→ PAGE EXTRACT
-*-

Years ago-- I can't recall how many and I can't find any pics from back in the day--I designed a cardigan sweater that has a built-in cape on top of it. This is entirely because I cannot figure out shawl wearing for anything short of the prom--shawls don't work well for me with having to carry stuff around. However, with this one I can move the strap of my purse underneath the cape and still have that capelike effect. It kind of looks like something old-fashioned.
However, it looked a little....dull... and plain. (Alas, I don't seem to have any photographs around to prove this and I didn't bother to take any beforehand.) So I got the bright idea to make butterfly appliques to sew onto the thing. I love blue morpho butterflies, so I spent a fair amount of time designing and spinning yarn to try to replicate the colors in a blue morpho (blues and purples). You can see the yarn here circa 2014.
I looked at various applique patterns online and then had some difficulties with them, so it became an unfinished object project. But per someone I'm acquainted with saying we should work on our unfinished projects (hers burned in a fire, so....), I decided to work on one for my Christmas vacation. I just finished it on the last day of. It's kind of hilarious that I thought it was going to take me something like three days and it took 16. I ended up taking out the appliques that weren't working, redoing other ones, and spending a lot of time making similar butterflies in different sizes. The tiniest of butterflies worked well in crochet, but the larger ones really needed to be knitted to look decent. I ended up using these patterns for the smaller butterflies.
I also had a terrible time making the giant butterfly on the back piece. I couldn't find any patterns that really worked for what I was doing and decided to adapt this one (worked in the round) into something flat. This did not go so well on the upper wings, as I could NOT replicate them looking exactly mirror image the same in flat stockinette. I redid them something like 5 times apiece, having drastically different weird angles and sizes not matching and god knows what, before finally deciding "Hey, these are around the same size, gonna just go with this." Perfect is the enemy of the good, etc.
See, here's a blue morpho to compare the yarn to.
Insert pandemic whine of "I can't take photos of my own damn back" here.
Front's not much easier to photograph alone either, sigh.
But hey, after an estimated.... seven?....years, it's finally done!

-*-

→ DATA FOR REVIEW
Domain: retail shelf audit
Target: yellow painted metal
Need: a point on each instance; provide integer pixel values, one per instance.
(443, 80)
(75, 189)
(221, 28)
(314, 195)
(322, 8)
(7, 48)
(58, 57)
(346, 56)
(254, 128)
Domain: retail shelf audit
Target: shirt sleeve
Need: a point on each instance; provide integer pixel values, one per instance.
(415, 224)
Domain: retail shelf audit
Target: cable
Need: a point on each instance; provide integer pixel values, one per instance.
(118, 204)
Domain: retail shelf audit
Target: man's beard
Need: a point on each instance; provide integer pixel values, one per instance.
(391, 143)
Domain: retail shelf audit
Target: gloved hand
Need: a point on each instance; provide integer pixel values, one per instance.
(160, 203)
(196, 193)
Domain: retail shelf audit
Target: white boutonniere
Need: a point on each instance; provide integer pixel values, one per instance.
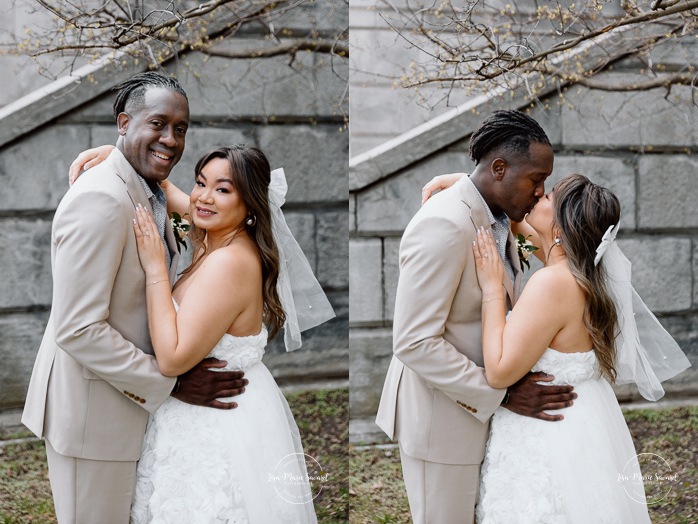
(181, 227)
(525, 248)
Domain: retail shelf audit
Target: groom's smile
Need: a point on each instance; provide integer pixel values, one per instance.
(154, 133)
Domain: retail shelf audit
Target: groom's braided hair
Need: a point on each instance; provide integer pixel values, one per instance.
(132, 91)
(507, 130)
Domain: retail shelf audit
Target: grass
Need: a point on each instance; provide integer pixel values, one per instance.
(323, 420)
(378, 493)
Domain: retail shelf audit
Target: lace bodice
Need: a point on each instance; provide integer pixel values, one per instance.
(568, 368)
(241, 353)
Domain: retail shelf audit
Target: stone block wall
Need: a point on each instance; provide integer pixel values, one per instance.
(643, 146)
(296, 114)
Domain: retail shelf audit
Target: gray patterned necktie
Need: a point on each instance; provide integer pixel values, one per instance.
(159, 205)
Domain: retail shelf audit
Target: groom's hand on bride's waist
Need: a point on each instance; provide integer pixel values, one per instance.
(531, 399)
(202, 387)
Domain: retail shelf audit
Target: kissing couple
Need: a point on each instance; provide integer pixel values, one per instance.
(134, 381)
(478, 364)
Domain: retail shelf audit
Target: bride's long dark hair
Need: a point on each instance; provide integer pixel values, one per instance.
(583, 212)
(251, 177)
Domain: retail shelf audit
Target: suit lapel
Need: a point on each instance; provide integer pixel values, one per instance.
(479, 218)
(137, 195)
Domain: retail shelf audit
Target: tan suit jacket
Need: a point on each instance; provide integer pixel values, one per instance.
(95, 379)
(436, 401)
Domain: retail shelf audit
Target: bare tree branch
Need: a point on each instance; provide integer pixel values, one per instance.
(318, 46)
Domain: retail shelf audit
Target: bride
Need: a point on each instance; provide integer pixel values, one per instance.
(574, 320)
(246, 465)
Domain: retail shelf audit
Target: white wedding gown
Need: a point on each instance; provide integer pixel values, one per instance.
(204, 466)
(569, 471)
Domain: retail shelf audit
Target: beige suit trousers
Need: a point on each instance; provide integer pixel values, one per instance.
(91, 491)
(440, 493)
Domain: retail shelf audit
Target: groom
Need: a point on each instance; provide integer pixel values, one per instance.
(95, 378)
(436, 401)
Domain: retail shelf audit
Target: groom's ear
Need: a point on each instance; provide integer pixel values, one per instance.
(498, 168)
(122, 121)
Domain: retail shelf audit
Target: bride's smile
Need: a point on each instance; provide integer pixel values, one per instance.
(215, 203)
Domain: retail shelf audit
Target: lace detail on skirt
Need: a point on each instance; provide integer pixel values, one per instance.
(539, 472)
(208, 466)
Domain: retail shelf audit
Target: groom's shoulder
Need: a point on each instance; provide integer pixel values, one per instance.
(451, 205)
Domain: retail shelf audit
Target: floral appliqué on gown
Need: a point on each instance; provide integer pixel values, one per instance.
(203, 466)
(565, 472)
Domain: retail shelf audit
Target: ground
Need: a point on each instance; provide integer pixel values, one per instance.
(377, 492)
(323, 420)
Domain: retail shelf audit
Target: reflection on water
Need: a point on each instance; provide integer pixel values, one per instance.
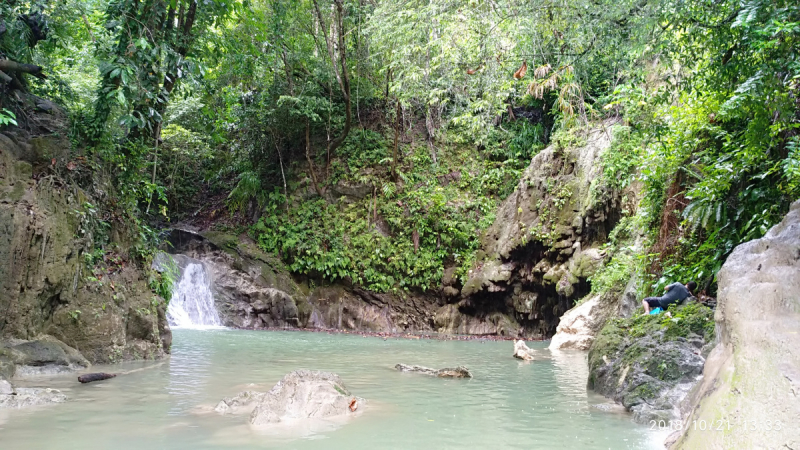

-*-

→ REQUIRED ACTION 1
According to the cardigan post, how many days did it take to finish the project over the Christmas vacation?
→ REQUIRED ACTION 2
Quote the stretch of the cardigan post from "See, here's a" through "alone either, sigh.".
The items have nothing to do with the cardigan post.

→ TASK RESULT 1
It took 16 days.

→ TASK RESULT 2
See, here's a blue morpho to compare the yarn to.
Insert pandemic whine of "I can't take photos of my own damn back" here.
Front's not much easier to photograph alone either, sigh.